**MATERIAL TO PROCESS:**
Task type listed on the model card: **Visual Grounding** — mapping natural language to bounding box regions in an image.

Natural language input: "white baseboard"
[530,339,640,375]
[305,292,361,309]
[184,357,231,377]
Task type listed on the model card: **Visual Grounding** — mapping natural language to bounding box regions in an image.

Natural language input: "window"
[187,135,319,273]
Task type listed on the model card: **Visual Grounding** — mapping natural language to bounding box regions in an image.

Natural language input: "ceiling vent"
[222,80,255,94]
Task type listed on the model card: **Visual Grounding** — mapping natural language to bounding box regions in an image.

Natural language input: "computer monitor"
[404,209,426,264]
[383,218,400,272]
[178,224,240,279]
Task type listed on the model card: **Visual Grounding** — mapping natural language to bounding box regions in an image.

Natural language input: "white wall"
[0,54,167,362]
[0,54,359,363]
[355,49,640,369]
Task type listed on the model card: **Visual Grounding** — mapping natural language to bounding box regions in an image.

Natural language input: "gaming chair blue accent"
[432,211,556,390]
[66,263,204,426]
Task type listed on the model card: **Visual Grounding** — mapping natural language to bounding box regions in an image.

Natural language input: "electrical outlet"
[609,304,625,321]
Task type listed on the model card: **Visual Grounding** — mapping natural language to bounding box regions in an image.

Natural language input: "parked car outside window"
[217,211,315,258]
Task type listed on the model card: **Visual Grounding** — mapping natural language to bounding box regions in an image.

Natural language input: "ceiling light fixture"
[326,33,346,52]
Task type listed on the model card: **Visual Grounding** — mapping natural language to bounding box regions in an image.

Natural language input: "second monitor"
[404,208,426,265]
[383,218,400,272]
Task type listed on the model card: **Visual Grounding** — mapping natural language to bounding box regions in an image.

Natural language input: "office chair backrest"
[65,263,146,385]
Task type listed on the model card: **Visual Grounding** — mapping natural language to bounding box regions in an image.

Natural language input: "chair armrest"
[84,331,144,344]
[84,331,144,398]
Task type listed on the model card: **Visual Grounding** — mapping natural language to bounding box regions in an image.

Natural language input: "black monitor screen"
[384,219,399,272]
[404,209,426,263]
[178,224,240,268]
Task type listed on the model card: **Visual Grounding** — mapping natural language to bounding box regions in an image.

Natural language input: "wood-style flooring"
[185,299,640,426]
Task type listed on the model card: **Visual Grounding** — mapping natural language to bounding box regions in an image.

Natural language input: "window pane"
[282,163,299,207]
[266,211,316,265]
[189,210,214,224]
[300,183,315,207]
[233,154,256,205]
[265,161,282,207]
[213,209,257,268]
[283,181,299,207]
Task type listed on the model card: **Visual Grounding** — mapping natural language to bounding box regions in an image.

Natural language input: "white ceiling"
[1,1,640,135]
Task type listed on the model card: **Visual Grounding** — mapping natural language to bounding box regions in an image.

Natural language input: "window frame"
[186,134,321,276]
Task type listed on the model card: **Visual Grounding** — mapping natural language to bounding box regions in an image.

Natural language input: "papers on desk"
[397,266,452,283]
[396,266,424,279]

**WHAT YOU SHOULD DO:** Repeat the data in full. Alter nothing.

**SOLUTION TO THE EXERCISE:**
Task type listed on the model card: **Visual Grounding** — mapping natural language to bounding box regions in an image.

Natural language input: "white baseboard"
[530,339,640,375]
[305,292,361,309]
[184,357,231,377]
Task type listed on the model card: **Visual Grounding** — mapping natural language to bounding box regions in an image.

Natural language input: "window"
[187,135,319,273]
Task type listed on the model card: **Visual Grounding** — mapping natural language to bounding box regions in an image.

Natural language input: "ceiling vent"
[222,80,255,94]
Task type listed on the model card: **Visual Grounding** — mapping natural language to bounding box regions in an image.

Natural language input: "computer monitor"
[404,209,426,264]
[383,218,400,272]
[178,224,240,279]
Task type listed on the model card: **Visual Grounding** — mapping natural language to bounding box regions in an image.

Natural language input: "white wall"
[0,54,167,362]
[0,54,359,363]
[355,49,640,369]
Task type listed on the model card: **Visual Grounding** — mapping natural language to bounding box regions in an image.

Natural language input: "gaming chair blue accent"
[432,211,556,390]
[66,263,204,426]
Task type listed on the model card: **Visual Grounding** — mapping natural language to bounding box regions in an image.

Natural language input: "electrical outlet"
[609,304,625,321]
Task type listed on the model card: **Visual Grounding** — mapping natural language to bounding box regions in an image.

Natural language input: "parked car outside window"
[217,211,315,258]
Task type listed on the model card: **Visual Grounding** — mapping natural language to bounding box regions in an image.

Natural language input: "ceiling light fixture"
[326,33,346,52]
Task type listed on the model card: **Visual Grounding** — mapping natural language to bounding box regions in an image.

Natural language input: "second monitor"
[404,208,426,265]
[383,218,400,272]
Task type listed on the model card: **Visual Grounding** — mapping natural language to bounding box regions in an image.

Natural language input: "office chair backrest"
[65,263,146,385]
Task type listed on the model card: **Visual Grounding** — mapping natural language to bounding box regions in an image.

Natural language input: "chair armrest"
[84,331,144,344]
[84,331,144,398]
Task type listed on the model card: **Visual Grounding** — mapping natural language to bounding box regions in an image.

Natural language input: "black monitor screen"
[384,219,399,272]
[404,209,426,263]
[178,224,240,268]
Task type listed on the model card: **Visual Grounding** — mapping natural language to bounding box regions in an image.

Natural language input: "wood-style flooring"
[185,299,640,426]
Task type listed on the model card: **Visual Grounding** — mapping natural language to bounding box regions in an image.

Natural language input: "window pane"
[282,163,299,207]
[266,211,316,265]
[189,210,214,224]
[300,183,315,207]
[233,154,256,205]
[265,161,282,207]
[213,209,257,268]
[283,181,299,207]
Task type listed on the model card: **Visual Grounding** — mapping natural language to bounding box regions in an image.

Natural language input: "white ceiling"
[1,1,640,135]
Task type listed on the model card: **Visual Grounding** — mapping natural language to bounding box regions in an image.

Natural language input: "window frame"
[186,134,321,276]
Task type listed on the model card: **Visual Grounding** — mapping natural language to bounding box regions in an image.

Natural language input: "papers on desk"
[397,266,452,283]
[396,266,424,279]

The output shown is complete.